## Work task 1
Restate the paragraph in the excerpt below that begins "One is that sexual union" as a short bulleted list that keeps its main facts.
## Work task 2
Print everything in the excerpt below from "But that doesn't" down to "in this world.".

One of the things I tell my students is that I would learn Hebrew just to be able to translate the Song of Songs because the Hebrew text is perhaps even more explicit than the translations allow. All translations are at some level interpretations and whatever interpretation you hold to, like if you hold to the allegorical interpretation, you're going to minimize kind of the sexual language. There are two dreams in the book. The two dreams are entirely erotic and it's how the woman longs her beloved. It's not illicit. It's explicitly wonderful and held to be the wise way of thinking in the book. But if you are only like what they call the natural interpretation, this is just like some would say that this is just, I'll hear the quote is, and I won't say who did it, that the Song of Songs is an erotic psalter, basically ancient Near Eastern Viagra or porn. And neither of those extremes is true.

One is that sexual union is something God created and God has designed for the good of his people. It's sexual union, if you think about the cultural mandate in Genesis chapter one, there are five verbs there, fill, increase, multiply, then rule and subdue. Three of the verbs require sexual union in the marriage covenant to get it done. So in some sense, you could not fulfill the cultural mandate in Genesis chapter one without the marriage covenant in Genesis chapter two. It'd be impossible. So they're very connected in terms of what it is to be created in the image of God and to fill our role in society. And so I think what's happening here, and maybe you can re-ask part of the question, but one of the things that the Song of Songs is doing is saying sex is awesome in the right context. And you don't have to be ashamed of it. Right? You can talk about it. You can enjoy it. You can long for it. Right? What does Solomon say? May her breast intoxicate you always.

I'm down for that. And I think my kids need to hear that that's a wonderful thing. And I'm going, I'm going to live a life to promote that. And I hope they live their lives to promote that whether they're single or married. Because the marriages that we have right now in this world are just a shadow of the marriage to come in the new heavens and new earth, and so even the best of marriages in this world can't be totally satisfying or fulfilling and oftentimes even fail.

 But that doesn't matter. The married person, the single person, the divorced person, and the widowed person all have the same hope in that marriage covenant in the book of Revelation. And that's how we can bear the weight of it in this world.

Region descriptions in natural language

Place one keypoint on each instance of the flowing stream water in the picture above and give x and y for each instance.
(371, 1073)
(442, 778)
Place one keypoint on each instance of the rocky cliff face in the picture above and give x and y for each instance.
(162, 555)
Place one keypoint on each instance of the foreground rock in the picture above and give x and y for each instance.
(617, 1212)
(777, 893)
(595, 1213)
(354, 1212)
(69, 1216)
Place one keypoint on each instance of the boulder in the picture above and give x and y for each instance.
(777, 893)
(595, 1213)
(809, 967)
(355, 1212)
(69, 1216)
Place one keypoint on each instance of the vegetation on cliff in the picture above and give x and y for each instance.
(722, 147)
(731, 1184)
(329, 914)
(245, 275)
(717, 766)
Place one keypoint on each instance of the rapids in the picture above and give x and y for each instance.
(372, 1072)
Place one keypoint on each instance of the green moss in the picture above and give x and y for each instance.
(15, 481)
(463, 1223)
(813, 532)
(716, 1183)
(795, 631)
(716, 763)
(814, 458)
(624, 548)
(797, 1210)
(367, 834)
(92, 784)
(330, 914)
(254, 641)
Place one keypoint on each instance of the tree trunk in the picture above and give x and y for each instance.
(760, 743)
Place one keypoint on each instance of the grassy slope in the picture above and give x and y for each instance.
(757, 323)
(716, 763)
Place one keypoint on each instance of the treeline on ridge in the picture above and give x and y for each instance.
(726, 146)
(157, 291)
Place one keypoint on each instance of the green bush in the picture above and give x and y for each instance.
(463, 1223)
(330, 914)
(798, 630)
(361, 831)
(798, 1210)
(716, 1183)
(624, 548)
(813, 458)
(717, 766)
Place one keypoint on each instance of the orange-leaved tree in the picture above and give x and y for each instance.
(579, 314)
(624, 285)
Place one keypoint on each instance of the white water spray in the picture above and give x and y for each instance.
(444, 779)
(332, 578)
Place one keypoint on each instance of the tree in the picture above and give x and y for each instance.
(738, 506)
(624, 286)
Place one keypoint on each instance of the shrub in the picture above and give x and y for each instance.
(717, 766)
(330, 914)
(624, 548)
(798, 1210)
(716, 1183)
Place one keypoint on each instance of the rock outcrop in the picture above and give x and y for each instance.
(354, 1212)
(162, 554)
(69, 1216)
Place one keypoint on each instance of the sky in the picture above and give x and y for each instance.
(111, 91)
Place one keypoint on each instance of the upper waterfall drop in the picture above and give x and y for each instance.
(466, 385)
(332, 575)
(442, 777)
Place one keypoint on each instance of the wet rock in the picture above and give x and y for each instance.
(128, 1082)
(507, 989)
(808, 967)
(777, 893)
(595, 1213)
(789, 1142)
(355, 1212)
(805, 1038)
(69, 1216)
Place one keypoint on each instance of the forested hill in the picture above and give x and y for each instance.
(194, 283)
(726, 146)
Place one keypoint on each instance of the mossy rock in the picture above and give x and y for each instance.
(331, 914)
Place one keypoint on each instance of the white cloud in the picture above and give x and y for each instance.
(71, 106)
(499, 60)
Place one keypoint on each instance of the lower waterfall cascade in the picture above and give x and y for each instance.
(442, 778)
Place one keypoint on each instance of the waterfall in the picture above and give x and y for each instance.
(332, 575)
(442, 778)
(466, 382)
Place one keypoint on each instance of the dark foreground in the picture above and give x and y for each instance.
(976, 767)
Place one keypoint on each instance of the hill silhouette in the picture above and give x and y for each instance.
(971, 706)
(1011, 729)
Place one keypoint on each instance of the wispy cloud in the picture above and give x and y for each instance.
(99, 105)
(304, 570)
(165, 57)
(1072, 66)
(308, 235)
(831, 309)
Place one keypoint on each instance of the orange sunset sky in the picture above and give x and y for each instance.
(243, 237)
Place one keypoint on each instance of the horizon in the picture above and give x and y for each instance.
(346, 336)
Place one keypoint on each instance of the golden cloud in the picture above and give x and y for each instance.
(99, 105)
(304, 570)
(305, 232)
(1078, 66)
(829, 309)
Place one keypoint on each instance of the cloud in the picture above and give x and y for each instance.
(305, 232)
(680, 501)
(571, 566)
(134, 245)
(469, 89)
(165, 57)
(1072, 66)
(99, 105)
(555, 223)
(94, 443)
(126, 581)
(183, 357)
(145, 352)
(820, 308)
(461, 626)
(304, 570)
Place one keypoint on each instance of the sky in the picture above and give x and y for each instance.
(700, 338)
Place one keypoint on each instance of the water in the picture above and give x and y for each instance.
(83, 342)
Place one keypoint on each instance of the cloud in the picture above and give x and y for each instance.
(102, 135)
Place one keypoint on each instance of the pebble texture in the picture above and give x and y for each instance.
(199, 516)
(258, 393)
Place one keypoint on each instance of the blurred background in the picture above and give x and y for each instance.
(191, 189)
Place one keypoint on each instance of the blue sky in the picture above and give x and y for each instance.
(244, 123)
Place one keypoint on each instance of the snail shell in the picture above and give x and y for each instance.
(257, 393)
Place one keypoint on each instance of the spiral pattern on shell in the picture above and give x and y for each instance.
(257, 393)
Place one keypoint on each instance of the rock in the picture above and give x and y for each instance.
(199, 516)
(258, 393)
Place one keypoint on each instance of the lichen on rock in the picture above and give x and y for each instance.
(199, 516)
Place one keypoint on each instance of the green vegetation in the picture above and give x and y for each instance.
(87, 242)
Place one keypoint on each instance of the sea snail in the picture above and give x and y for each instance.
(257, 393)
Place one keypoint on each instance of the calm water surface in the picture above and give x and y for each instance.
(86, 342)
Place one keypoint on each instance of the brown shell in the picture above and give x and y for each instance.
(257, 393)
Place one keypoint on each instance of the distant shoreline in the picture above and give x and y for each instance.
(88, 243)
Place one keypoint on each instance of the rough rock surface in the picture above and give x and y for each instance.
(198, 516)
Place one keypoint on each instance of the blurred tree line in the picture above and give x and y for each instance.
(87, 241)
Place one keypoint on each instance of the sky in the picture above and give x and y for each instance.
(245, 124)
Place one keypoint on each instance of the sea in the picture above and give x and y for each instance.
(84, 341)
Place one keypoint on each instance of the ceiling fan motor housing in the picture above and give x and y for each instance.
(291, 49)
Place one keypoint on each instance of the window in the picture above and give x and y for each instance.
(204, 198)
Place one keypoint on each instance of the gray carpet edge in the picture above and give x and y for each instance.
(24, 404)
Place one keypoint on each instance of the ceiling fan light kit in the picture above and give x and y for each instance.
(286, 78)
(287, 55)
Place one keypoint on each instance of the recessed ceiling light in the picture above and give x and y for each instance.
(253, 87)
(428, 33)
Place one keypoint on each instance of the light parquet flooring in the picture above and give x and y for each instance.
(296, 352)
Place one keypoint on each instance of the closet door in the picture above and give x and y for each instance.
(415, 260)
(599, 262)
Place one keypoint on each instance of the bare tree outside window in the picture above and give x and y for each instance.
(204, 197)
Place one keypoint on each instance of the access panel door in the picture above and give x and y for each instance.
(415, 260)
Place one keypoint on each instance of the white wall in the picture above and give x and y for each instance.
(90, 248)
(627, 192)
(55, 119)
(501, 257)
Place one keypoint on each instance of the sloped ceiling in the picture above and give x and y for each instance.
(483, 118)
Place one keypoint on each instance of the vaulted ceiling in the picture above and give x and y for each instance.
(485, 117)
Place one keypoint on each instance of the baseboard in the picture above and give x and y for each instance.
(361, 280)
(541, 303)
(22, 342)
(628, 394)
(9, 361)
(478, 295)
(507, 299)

## Answer box 1
- Sexual union is something God created and designed for the good of his people.
- The cultural mandate in Genesis chapter one has five verbs: fill, increase, multiply, rule and subdue.
- Three of those verbs require sexual union in the marriage covenant, so the mandate of Genesis chapter one could not be fulfilled without the marriage covenant of Genesis chapter two.
- The two are therefore closely connected to being created in the image of God and filling our role in society.
- The Song of Songs says that sex is awesome in the right context and need not bring shame: one can talk about it, enjoy it and long for it.
- Solomon says, "May her breast intoxicate you always."

## Answer box 2
But that doesn't matter. The married person, the single person, the divorced person, and the widowed person all have the same hope in that marriage covenant in the book of Revelation. And that's how we can bear the weight of it in this world.